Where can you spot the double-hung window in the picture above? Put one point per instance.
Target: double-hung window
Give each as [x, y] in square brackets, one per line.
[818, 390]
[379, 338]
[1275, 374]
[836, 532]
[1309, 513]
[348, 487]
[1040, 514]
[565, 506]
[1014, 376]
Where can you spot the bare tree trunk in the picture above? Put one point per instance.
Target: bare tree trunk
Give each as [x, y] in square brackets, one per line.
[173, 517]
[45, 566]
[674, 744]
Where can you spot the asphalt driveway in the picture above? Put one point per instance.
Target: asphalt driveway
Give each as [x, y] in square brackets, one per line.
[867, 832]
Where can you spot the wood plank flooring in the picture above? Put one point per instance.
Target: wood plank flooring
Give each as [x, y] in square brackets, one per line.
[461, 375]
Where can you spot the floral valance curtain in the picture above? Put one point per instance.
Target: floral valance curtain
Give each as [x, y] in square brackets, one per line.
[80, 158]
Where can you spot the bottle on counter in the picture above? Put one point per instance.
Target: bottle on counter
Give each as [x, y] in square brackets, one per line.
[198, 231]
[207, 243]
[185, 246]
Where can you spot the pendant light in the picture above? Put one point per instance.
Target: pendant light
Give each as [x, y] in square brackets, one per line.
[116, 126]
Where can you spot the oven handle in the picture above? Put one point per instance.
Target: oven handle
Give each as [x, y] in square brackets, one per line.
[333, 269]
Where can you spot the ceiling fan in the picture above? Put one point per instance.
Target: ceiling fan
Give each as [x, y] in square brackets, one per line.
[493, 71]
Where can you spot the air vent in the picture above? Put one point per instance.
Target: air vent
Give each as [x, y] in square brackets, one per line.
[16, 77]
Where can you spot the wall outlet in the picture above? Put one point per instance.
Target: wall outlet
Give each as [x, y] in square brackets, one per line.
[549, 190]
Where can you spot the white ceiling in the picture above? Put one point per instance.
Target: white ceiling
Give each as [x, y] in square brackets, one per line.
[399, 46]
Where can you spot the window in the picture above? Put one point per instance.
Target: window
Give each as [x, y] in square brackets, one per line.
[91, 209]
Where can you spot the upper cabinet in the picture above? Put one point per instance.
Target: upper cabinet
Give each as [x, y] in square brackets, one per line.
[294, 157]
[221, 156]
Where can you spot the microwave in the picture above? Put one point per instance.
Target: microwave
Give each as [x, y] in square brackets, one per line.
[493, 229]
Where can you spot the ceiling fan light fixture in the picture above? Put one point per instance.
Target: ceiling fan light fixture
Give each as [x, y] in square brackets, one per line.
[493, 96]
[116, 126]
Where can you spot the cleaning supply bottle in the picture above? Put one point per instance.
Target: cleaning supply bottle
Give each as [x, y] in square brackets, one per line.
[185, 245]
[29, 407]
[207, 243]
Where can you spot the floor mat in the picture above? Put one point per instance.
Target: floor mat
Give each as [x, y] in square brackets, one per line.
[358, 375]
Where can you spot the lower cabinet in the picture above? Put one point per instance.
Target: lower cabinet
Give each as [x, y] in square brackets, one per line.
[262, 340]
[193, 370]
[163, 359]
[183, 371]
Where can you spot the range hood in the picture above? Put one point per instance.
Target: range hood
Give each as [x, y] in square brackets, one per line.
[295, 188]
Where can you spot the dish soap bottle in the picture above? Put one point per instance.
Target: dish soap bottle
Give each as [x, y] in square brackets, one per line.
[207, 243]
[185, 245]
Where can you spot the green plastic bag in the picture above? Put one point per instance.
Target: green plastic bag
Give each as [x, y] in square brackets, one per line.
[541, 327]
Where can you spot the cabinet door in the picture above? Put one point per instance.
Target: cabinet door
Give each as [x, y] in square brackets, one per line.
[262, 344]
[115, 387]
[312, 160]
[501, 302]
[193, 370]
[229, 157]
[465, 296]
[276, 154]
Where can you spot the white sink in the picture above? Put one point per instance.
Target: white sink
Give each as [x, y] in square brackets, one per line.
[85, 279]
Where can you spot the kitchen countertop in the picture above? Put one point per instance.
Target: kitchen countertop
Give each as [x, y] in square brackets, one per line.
◇ ◇ ◇ ◇
Reproduza toda a listagem acima, linha por linha, sem mudar nada.

RESPOSTA CORRETA
Where can you spot the double-hung window in the picture above? Put one point per instance.
Target: double-hung window
Give each as [x, y] in square brackets, one per line.
[818, 390]
[379, 338]
[1275, 374]
[836, 532]
[1309, 513]
[348, 487]
[1040, 514]
[565, 506]
[1014, 376]
Where can you spot the bare tree trunk in the picture above? Put one point per instance.
Target: bare tree trunk
Give each as [x, y] in square brackets, one per line.
[173, 517]
[45, 566]
[674, 744]
Where can you spot the asphalt driveway in the picture above? Put one point per instance.
Target: asphalt driveway
Give each as [x, y] in square brackets, one per line.
[867, 832]
Where can you spot the wood plank flooring in the picture above? Put one point per instance.
Target: wood plank flooring
Give each as [x, y] in square brackets, one per line.
[461, 375]
Where can you spot the floral valance curtain in the picture above? Put one point per instance.
Target: floral valance curtain
Give each as [x, y] in square brackets, one per line.
[80, 158]
Where can you spot the bottle on counter in the picture above? Put one point per instance.
Target: bottle on counter
Give each as [x, y] in square brackets, one per line.
[198, 231]
[207, 243]
[185, 246]
Where can you spot the pendant light in the picture above? Put one point per instance.
Target: pendant light
Give each as [x, y] in square brackets, one per line.
[116, 126]
Where can you spot the oven handle in the picture above? Put one point per instance.
Target: oven handle
Give each as [x, y] in square brackets, one per line.
[333, 269]
Where can you spot the ceiling fan in the picture above? Put one point per instance.
Target: ceiling fan
Give each as [x, y] in square brackets, one per line.
[493, 71]
Where can you spot the air vent in the picture above? Put one point per instance.
Target: air vent
Give each as [x, y] in square brackets, one per line.
[16, 77]
Where can you spot the wall outlet in the picture above? Put one point per instance.
Target: wall outlet
Give each as [x, y] in square brackets, one per line.
[549, 190]
Where can you spot the white ceiling in the picture above? Put one point per instance.
Target: white ceiling
Give each as [x, y] in square brackets, one per line.
[399, 46]
Where can you spot the window in the picture above? Put one point per instance.
Target: window
Give each as [x, y] in square brackets, one per line.
[91, 209]
Where can you spot the upper cabinet in the picture above? Put one point per instance.
Target: upper cabinet
Give each as [x, y] in square brackets, one per line.
[294, 157]
[221, 156]
Where can you spot the microwave in the picture above? Put one point per instance.
Target: microwave
Give each as [x, y] in square brackets, one per line.
[493, 229]
Where can you spot the ceiling fan light fixture in the picture above? Put one point per instance.
Target: ceiling fan light fixture
Give each as [x, y] in square brackets, one per line.
[493, 96]
[116, 126]
Where can you spot the cleaning supply bottle in the picture above? Put one point per instance.
Target: cleaning supply bottle
Give each as [x, y] in square brackets, one per line.
[185, 245]
[29, 407]
[207, 243]
Where can you spot the floor mat in the picture above? Put one point per instance.
Target: floor mat
Give each as [x, y] in square brackets, one per line.
[358, 375]
Where can you spot the lower cabinet in the picture above? Put one point per instance.
Target: lower cabinet
Give each as [x, y] in square brackets, one per line.
[262, 340]
[193, 370]
[163, 359]
[183, 371]
Where can you spot the range hood in the picture above? Put one point per instance.
Target: range hood
Give each as [x, y] in square brackets, one per line.
[295, 188]
Where can you spot the dish soap bottle in the picture above? Put one point per instance.
Target: dish soap bottle
Give each as [x, y] in square brackets, one per line.
[207, 243]
[185, 245]
Where can you spot the green plastic bag in the picture above? Put one point per instance.
Target: green plastic bag
Give each as [x, y] in square brackets, one per line.
[541, 327]
Where can you spot the cabinet door in the picture above? Put one point per instance.
Target: cabinet door
Give each as [x, y] in square brackets, one per line.
[262, 344]
[115, 387]
[312, 160]
[501, 302]
[193, 370]
[229, 157]
[465, 296]
[276, 154]
Where can you spot the white sink in the picture above? Put one point per instance.
Target: white sink
Give each as [x, y] in square brackets, one per line.
[85, 279]
Where can you spot the kitchen countertop in the picture above? Put one point per instance.
Target: kitchen countertop
Give each as [x, y] in square brackets, one per line.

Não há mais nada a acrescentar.